(Rows from a dataset of box labels)
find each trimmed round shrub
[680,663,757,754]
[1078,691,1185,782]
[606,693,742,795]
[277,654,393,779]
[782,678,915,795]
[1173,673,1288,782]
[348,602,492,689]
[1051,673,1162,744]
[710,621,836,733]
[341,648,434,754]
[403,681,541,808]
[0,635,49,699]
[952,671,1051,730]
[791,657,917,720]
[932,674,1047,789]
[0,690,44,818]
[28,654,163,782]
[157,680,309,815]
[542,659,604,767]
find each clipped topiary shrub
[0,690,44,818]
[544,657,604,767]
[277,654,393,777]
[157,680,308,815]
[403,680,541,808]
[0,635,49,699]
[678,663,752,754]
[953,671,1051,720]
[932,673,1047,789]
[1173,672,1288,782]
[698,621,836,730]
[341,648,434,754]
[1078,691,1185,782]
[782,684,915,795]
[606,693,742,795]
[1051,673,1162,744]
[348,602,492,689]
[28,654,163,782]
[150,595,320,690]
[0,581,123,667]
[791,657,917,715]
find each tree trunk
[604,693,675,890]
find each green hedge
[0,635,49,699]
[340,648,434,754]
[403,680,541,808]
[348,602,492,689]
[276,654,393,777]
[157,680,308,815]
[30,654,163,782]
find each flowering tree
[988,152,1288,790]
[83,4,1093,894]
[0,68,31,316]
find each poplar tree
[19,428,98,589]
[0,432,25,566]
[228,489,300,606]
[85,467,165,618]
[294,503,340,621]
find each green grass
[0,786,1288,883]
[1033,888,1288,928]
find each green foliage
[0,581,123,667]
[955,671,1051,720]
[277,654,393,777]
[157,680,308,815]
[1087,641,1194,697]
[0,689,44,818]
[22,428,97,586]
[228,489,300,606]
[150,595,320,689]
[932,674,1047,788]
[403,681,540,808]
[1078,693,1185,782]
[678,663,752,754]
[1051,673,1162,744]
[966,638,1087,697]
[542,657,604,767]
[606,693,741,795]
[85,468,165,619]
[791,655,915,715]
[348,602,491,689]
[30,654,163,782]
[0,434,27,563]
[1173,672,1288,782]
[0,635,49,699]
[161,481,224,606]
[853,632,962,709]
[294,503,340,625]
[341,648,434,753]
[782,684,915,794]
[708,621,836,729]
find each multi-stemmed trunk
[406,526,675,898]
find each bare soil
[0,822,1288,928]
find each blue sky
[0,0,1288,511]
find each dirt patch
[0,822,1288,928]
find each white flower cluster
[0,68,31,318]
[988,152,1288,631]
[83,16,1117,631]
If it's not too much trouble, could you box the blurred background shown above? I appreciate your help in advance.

_TASK GOAL_
Identify every line in the listing above that contains the string "shrub", matching case exactly, and copy each of those lines.

_EXERCISE SOLUTION_
find each trimmed round shrub
find each clipped topiary shrub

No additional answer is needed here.